* Jobs
1. Answer these questions using the energy efficiency bill summary, one answer per line, marked the same way:
(a) What yearly amount per customer does current law set as the recovery limit?
(b) On what date did HENRC amend the bill?
(c) To what percentages does the amendment lower the electric utility savings minimums?
2. Reproduce the energy efficiency bill summary starting with "2. The amendment" and going on through "the cost cap.", swapping "cost cap" for "spending limit".
3. Carry on the energy efficiency bill summary from the point where it stops.

* Quoted passage

HENRC Committee Report
HBIC Committee Report
HBIC Committee Substitute
Final House Vote
SJC Committee Report
Final Senate Vote
Fiscal Impact Report
Final Version

The bill amends the Efficient Use of Energy Act to add an additional limit on the amount that a public utility company may recover from its customers, without consent, for the company’s energy efficiency and load management programs. Current law limits recovery to $75,000/year per customer. The bill adds that recovery shall be the lesser of $75,000 or 1% of customer’s bill. In addition, the bill removes “all” from the current directive to electric and gas utilities to acquire ALL cost-effective and achievable energy efficiency and load management resources available in their service territories.

One concern about this bill might be that because of the 1% cap and the removal of “all,” the bill would reduce the implementation of energy efficiency programs in New Mexico by its public utilities to such an extent that the Efficient Use of Energy Act might become essentially ineffective and useless. Another concern may be that it makes little sense to cut back on energy efficiency measures when they are the most cost-effective resource for reducing energy use and costs.

Update: On February 13, 2013, HENRC amended the bill to make the following changes:

1. Current law requires an electric utility to save at least 5% of its 2005 sales in kilowatt-hours in 2014 and 10% in 2020 from energy efficiency and load management programs. The amendment lowers those minimums to 2.5% and 5% respectively.

2. The amendment authorizes the PRC to lower those minimums further if it determines that not doing so would cause the utility to exceed the cost cap.

* Records
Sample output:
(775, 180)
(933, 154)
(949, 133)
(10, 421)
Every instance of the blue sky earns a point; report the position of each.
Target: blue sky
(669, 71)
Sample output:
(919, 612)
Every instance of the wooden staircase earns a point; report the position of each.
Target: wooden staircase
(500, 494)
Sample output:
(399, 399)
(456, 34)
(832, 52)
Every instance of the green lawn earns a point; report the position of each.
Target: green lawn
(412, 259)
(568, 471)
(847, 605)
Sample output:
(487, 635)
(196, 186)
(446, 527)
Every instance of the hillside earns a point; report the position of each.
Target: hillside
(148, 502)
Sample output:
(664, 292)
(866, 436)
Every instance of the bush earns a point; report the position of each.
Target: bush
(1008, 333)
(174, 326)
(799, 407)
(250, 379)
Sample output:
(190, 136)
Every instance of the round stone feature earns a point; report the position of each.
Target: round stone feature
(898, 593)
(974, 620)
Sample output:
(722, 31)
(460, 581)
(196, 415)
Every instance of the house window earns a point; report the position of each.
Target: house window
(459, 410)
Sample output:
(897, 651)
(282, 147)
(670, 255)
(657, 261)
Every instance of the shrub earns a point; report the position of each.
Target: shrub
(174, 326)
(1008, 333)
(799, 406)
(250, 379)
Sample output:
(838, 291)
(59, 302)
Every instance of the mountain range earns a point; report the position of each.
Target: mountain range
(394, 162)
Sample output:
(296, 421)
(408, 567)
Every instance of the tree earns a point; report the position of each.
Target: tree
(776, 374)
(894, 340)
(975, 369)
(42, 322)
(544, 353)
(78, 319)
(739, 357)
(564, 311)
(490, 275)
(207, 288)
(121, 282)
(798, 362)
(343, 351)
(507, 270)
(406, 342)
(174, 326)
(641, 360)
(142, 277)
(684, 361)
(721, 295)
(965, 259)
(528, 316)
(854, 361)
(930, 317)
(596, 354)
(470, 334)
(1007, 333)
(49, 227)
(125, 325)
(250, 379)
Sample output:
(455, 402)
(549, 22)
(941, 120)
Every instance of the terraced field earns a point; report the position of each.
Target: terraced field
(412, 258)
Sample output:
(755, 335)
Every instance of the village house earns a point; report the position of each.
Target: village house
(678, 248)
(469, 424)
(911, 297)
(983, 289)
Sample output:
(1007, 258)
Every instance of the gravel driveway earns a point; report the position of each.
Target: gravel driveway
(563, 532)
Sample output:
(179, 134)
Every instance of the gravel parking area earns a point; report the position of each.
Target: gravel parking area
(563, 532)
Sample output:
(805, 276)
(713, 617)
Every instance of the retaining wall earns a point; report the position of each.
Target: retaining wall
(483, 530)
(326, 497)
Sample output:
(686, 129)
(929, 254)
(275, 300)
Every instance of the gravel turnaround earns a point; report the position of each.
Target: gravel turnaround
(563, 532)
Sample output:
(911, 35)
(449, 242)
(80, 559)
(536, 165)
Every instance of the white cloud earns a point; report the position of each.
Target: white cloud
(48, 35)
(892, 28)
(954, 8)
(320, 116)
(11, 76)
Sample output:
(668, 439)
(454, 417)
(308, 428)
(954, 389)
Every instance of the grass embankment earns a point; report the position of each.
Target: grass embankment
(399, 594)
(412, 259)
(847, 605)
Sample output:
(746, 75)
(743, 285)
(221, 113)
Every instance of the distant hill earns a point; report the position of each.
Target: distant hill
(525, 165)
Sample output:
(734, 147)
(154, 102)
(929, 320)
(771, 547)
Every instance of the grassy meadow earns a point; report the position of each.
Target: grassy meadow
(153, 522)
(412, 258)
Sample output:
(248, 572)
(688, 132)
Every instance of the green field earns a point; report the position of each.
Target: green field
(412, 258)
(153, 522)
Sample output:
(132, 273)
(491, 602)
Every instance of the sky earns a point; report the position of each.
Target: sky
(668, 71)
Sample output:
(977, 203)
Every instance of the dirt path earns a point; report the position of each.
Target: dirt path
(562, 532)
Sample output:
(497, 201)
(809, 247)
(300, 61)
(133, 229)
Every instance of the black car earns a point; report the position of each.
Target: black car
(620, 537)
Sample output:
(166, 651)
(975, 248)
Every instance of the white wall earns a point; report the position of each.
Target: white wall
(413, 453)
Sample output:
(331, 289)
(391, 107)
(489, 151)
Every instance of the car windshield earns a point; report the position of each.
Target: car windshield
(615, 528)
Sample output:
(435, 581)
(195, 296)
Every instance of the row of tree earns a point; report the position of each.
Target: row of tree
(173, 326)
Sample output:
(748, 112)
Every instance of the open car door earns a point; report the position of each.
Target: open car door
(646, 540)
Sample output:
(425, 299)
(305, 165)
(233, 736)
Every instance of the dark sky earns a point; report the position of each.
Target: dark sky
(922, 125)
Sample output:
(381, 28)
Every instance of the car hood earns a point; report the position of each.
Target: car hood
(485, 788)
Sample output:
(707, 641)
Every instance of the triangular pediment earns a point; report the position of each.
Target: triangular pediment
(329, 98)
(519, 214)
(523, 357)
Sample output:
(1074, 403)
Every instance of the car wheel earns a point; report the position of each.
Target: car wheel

* The results
1.
(a) $75,000 per year per customer.
(b) February 13, 2013.
(c) 2.5% and 5%.

2.
2. The amendment authorizes the PRC to lower those minimums further if it determines that not doing so would cause the utility to exceed the spending limit.

3.
3.The amendment raises the cap set forth in the original bill from 1% to 3%. Current law does not provide a cap related to a percentage of the customer’s bill, only the $75,000 annual cost/customer cap.

One concern with the amendment might be that the minimum savings required could be too low to provide much benefit from energy efficiency and load management programs in New Mexico, despite the ability of these programs to save customers’ money and reduce the use of energy. Another might be that even through the amendment provides a higher cap than the original bill, the cap might still be so low that it could detrimentally affect the ability of the State to enjoy the full benefits that stronger energy efficiency and load management program might provide.

Update: The HBIC Committee Substitute adopted on March 6, 2013 amends the Efficient Use of Energy Act as follows:

1. It changes the definition of “cost-effective” so that energy efficiency or load management programs must meet the utility cost test rather than the total resource cost test.

2. Adds a definition of “program costs” that provides in part that charges for incentives or the removal of regulator disincentives are not included in program costs.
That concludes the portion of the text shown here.